Exercise directions
When you find the word "body" in a line of the entries, please copy the whole line.

Available records
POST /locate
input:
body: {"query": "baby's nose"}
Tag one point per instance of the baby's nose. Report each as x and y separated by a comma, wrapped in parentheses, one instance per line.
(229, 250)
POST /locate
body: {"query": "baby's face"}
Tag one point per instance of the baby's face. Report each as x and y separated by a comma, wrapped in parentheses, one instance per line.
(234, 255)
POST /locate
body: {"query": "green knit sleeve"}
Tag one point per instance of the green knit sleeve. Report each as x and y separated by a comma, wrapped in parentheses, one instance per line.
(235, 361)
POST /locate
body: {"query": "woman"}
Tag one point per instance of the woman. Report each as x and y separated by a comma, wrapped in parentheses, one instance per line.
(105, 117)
* * *
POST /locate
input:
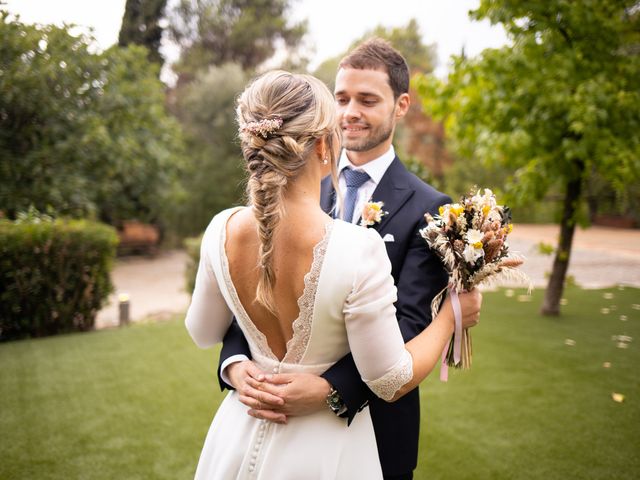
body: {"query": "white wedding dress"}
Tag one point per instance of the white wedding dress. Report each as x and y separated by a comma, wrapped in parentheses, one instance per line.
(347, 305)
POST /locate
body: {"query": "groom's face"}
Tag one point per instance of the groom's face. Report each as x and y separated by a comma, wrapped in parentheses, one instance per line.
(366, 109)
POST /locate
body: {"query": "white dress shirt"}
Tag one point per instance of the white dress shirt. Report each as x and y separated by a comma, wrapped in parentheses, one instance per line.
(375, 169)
* * *
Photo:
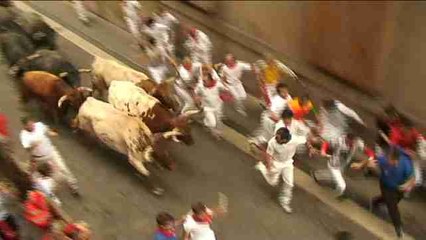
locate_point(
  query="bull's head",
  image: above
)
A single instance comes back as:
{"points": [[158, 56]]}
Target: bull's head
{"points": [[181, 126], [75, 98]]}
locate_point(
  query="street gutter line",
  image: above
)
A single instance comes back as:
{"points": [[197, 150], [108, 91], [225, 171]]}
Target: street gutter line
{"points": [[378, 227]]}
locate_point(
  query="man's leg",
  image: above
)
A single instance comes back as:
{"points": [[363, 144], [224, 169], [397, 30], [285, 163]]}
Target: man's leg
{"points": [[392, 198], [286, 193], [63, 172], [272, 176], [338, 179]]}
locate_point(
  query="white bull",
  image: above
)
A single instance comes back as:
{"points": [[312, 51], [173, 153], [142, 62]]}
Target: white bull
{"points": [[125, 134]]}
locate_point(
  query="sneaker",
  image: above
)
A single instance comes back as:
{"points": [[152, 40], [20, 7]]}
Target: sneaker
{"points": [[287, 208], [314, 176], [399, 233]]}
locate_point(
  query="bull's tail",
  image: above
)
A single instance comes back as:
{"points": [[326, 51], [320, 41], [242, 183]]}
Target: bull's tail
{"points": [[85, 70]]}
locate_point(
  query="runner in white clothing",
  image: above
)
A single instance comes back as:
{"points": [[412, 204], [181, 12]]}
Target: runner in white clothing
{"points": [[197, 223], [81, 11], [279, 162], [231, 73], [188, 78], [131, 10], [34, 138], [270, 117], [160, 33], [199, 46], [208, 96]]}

Response area
body: {"query": "baby's nose"}
body: {"query": "baby's face"}
body: {"query": "green knit sleeve"}
body: {"query": "woman"}
body: {"query": "white wedding dress"}
body: {"query": "groom's face"}
body: {"query": "white dress shirt"}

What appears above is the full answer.